TASK STATEMENT — Reproduce the lines beginning with the one containing "fixture, I would be grateful." and continuing through the one containing "M379 35L359 35L356", substituting "overhead lamp" for "fluorescent light fixture" and leaving everything else as it stands. Return only those lines.

DATA SECTION —
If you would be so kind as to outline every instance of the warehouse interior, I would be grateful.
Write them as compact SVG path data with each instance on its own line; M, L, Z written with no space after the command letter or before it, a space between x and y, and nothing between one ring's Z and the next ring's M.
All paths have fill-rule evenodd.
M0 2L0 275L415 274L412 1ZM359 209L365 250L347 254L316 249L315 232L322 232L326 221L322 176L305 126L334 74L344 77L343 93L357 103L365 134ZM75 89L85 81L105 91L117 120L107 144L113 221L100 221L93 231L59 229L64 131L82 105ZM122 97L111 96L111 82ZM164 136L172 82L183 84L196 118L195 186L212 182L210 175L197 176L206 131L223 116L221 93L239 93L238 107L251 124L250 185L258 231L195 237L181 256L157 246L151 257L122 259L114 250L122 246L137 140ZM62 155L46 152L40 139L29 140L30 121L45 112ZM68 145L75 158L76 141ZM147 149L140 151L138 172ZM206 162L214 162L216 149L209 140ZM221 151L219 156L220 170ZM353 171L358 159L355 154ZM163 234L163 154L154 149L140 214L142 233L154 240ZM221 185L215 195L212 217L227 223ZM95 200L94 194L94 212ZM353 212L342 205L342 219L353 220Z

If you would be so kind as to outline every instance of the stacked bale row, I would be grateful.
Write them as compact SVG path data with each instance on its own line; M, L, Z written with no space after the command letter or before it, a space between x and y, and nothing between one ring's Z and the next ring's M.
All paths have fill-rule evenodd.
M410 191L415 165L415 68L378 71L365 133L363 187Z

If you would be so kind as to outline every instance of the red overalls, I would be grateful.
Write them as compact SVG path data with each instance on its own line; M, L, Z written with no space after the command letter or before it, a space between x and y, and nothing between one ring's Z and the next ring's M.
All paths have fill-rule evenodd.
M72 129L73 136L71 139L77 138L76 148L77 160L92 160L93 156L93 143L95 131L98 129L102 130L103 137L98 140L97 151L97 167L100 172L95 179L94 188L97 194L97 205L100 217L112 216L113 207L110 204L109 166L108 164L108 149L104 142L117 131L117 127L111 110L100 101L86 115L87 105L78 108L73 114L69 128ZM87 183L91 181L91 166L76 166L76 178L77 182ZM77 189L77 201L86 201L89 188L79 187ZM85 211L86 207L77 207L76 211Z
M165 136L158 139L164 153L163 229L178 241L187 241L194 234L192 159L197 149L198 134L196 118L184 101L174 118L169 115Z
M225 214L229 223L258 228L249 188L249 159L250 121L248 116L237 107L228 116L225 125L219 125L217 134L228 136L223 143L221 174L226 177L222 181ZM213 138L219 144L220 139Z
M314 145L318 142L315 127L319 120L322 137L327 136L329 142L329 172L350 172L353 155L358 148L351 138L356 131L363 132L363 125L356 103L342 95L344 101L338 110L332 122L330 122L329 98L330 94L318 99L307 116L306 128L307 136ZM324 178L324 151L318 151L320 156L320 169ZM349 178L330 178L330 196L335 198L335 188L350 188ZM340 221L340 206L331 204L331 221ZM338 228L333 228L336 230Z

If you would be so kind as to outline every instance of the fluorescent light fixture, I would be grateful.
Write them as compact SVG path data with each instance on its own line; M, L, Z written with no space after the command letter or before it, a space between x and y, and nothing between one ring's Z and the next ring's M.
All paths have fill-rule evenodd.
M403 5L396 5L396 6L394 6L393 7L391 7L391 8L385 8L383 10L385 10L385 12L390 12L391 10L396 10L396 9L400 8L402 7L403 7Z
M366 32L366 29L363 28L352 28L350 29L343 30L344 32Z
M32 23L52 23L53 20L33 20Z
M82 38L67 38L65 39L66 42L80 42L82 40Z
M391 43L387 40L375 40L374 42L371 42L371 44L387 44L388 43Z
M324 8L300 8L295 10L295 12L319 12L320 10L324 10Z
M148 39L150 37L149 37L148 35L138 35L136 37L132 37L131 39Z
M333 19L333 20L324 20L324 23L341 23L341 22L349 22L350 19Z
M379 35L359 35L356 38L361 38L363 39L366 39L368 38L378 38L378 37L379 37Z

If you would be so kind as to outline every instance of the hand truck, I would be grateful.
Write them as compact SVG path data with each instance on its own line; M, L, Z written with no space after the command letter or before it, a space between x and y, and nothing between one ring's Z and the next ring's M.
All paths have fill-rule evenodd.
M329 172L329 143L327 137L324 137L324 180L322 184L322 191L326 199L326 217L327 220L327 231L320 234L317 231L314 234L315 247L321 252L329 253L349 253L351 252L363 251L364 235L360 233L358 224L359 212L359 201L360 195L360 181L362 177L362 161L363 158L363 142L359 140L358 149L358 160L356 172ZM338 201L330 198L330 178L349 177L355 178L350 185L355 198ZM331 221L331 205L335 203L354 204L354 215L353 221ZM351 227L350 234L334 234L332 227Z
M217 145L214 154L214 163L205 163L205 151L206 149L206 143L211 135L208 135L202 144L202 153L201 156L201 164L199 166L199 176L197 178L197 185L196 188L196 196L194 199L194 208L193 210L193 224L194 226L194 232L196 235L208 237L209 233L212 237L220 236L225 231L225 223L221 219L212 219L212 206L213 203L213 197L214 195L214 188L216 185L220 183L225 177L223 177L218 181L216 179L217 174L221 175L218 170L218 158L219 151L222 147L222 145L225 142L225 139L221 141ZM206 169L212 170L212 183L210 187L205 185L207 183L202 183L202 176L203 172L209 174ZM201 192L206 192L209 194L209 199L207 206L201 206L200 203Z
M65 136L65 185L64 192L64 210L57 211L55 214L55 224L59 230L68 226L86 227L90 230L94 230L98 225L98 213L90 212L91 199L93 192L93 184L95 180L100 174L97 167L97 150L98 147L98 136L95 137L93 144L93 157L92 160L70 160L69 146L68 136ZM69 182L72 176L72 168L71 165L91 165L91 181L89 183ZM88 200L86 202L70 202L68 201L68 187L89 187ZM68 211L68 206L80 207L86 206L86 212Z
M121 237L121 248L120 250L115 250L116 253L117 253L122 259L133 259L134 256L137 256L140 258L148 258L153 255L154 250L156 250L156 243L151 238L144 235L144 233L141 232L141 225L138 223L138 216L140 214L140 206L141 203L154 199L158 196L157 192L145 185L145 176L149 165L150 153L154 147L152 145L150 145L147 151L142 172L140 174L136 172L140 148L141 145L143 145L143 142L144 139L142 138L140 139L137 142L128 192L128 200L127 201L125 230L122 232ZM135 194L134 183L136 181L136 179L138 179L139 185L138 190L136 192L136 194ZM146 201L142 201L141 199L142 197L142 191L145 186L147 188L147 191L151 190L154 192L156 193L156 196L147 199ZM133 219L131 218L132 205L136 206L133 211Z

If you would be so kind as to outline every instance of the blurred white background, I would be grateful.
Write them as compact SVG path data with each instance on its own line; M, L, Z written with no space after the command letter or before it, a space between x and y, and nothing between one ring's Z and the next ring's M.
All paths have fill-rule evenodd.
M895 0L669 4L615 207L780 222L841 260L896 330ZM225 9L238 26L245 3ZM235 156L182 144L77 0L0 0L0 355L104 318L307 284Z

CORRECT ANSWER —
If you would be so kind as to outline every instance of the overhead lamp, I would be grateful.
Write them as compact SVG path data with each instance on its own line; M, L, Z written with no space after the command letter or before it, a space between x and y, and nothing between one ring's Z and the next ring's M.
All paths have fill-rule evenodd.
M403 5L396 5L396 6L394 6L393 7L391 7L391 8L385 8L383 10L385 10L385 12L390 12L391 10L396 10L396 9L400 8L402 7L403 7Z
M366 32L366 29L363 28L352 28L350 29L343 30L344 32Z
M32 23L52 23L53 20L33 20Z
M82 38L67 38L65 39L66 42L80 42L82 40Z
M391 43L387 40L375 40L374 42L371 42L371 44L387 44L388 43Z
M324 8L300 8L295 10L295 12L319 12L320 10L324 10Z
M148 39L150 37L149 37L148 35L138 35L136 37L132 37L131 39Z
M333 19L333 20L324 20L324 23L341 23L341 22L349 22L350 19Z
M379 35L359 35L356 38L361 38L363 39L366 39L368 38L378 38L378 37L379 37Z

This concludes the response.